WHAT TO WORK ON: Could you retype, word for word, the lines of the listing below, starting at the line that contains "Place a point on every instance of the turquoise" and stopping after the line that contains "pixel 517 317", with both of those lines included?

SUPPLIED DATA:

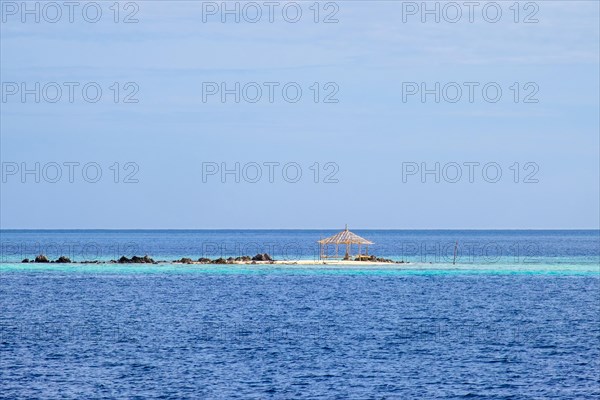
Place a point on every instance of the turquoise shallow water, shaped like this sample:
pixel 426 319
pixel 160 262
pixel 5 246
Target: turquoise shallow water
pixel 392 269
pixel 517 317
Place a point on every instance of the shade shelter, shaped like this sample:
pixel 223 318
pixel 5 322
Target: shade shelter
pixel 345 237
---
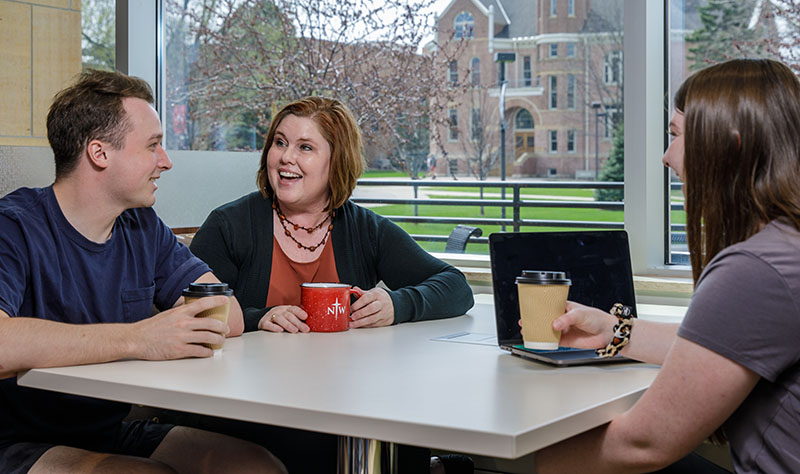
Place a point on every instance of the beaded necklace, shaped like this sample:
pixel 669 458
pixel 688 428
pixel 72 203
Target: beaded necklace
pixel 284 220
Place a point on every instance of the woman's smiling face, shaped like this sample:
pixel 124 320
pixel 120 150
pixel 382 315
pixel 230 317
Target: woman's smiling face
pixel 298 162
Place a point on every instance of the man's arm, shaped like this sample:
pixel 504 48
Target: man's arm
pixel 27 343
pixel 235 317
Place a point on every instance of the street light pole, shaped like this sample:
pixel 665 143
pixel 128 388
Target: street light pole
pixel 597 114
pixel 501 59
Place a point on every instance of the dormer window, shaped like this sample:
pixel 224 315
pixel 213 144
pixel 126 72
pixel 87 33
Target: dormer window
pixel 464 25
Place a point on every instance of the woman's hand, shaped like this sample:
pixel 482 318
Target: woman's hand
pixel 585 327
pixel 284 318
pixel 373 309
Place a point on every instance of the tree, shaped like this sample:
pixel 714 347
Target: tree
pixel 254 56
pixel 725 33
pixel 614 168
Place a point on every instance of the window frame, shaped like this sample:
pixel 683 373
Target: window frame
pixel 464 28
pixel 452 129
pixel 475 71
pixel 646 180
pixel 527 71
--
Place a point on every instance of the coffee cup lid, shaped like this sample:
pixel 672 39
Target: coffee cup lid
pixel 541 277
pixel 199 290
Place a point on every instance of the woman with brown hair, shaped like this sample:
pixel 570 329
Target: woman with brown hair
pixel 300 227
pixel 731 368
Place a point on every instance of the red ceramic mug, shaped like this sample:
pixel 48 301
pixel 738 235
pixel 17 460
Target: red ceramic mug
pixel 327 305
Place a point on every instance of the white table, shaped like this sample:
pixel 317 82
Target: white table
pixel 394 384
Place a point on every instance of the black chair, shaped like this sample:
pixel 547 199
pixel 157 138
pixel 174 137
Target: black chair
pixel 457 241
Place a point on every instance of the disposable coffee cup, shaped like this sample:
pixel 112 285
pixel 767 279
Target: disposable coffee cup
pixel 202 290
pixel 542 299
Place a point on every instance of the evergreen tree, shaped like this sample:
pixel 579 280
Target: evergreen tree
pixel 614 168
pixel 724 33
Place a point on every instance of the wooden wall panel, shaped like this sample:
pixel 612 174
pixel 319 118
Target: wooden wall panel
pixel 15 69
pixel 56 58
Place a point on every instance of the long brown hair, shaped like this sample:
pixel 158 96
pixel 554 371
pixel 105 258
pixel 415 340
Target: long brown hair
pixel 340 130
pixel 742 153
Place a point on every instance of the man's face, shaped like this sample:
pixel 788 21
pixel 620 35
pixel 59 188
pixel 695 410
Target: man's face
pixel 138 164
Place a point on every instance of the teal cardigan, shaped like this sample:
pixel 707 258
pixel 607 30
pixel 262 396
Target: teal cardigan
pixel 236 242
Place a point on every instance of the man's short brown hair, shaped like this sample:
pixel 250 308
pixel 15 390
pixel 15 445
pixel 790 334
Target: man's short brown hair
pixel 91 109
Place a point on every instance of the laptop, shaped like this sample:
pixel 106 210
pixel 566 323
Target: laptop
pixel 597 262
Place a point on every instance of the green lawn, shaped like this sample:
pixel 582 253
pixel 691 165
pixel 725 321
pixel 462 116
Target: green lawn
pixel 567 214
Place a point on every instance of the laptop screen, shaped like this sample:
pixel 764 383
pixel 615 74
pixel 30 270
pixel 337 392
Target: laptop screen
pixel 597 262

TASK SOLUTION:
Place a point on every instance of the turquoise shallow water, shaped like this sample:
pixel 426 319
pixel 160 262
pixel 5 246
Target: turquoise shallow water
pixel 392 269
pixel 517 317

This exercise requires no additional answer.